GOAL: Copy every line of the records below verbatim, leaving the pictures out of your answer.

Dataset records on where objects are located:
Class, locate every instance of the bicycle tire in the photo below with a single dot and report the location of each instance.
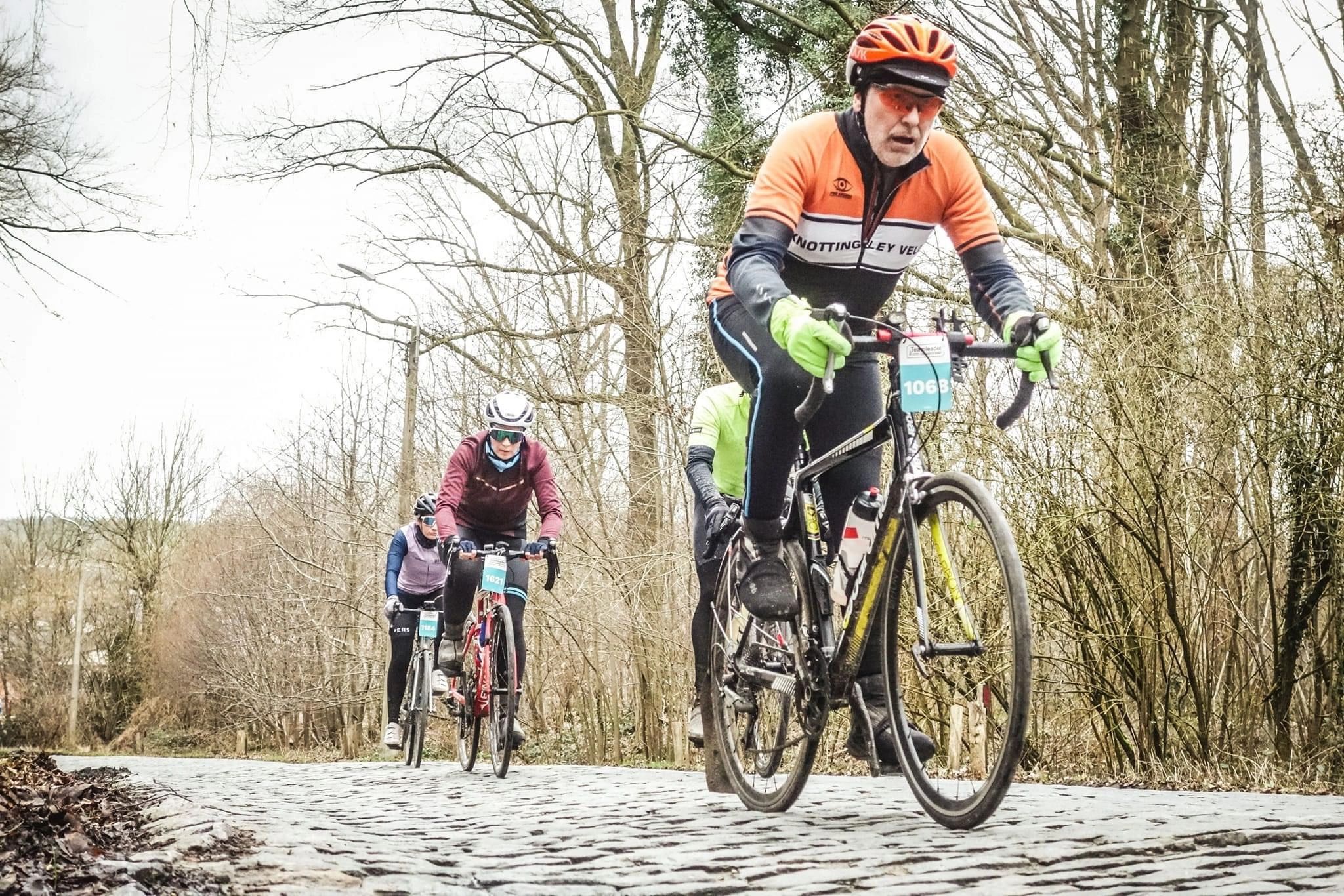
(501, 665)
(761, 793)
(940, 790)
(468, 723)
(415, 730)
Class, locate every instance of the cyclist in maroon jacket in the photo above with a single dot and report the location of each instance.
(483, 500)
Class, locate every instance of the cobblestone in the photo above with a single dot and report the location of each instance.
(381, 828)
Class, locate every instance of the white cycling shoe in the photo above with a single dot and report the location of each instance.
(393, 737)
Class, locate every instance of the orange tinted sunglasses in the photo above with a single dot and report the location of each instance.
(901, 101)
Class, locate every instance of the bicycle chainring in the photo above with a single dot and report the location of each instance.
(815, 689)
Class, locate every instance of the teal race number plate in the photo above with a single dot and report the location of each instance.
(494, 573)
(925, 374)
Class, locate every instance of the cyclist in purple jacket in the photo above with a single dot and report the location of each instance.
(414, 578)
(490, 483)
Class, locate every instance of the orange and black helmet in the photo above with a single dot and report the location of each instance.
(902, 50)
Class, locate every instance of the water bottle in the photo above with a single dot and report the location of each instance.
(860, 528)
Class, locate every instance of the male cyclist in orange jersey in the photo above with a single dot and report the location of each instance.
(841, 206)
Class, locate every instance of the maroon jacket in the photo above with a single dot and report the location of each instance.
(478, 495)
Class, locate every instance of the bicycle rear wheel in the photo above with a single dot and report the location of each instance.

OUTPUT OF THE TASK:
Class, locate every instance of the bicycle tire in the photo below with a single dot and report the location of each instance.
(501, 665)
(761, 793)
(940, 790)
(468, 723)
(415, 730)
Class, locate every instance of the cyclist in maroon jacket in the photo above with a single dot and report the location of each instance.
(483, 500)
Class, locate every instance of the cobblestone in the photo above with a single dot and report the location of each instance.
(381, 828)
Class, locate every instance of the white cycling shoe in the photo above with a single dot and report the location of each instance.
(393, 737)
Class, locate every instance of the orange tinted sunglasses in the photo above with a single dot and report the location of each instance.
(901, 101)
Class, locate every instance of the bicycle chainring in the photo above with a single dot and report the location of each instance.
(815, 689)
Class, locate every instance of the teal race number plate in the photo above with a single dot and report the location of each instance.
(494, 573)
(925, 374)
Class, locate every instance of the cyclist in purple jacket in the photo above with a single dot and report the location of each instance.
(414, 578)
(490, 483)
Class, locate every instance of the orange and black helmet in the photo above with a single dot and report the location of each instance.
(902, 50)
Class, locate every instance of the water bottle in the photo above with a single dot and report the location of each instance.
(860, 528)
Class, locate every instance of the male cyclist in orange jersey in the photo above with a single dot and report the location of each instance.
(841, 206)
Class, locate every instance of the maroon jacket in the photo above with a single dot and report the location of each instance.
(478, 495)
Class, locate every instance of the bicycle rear wheel in the photo above with a single dot and report the location of each instance.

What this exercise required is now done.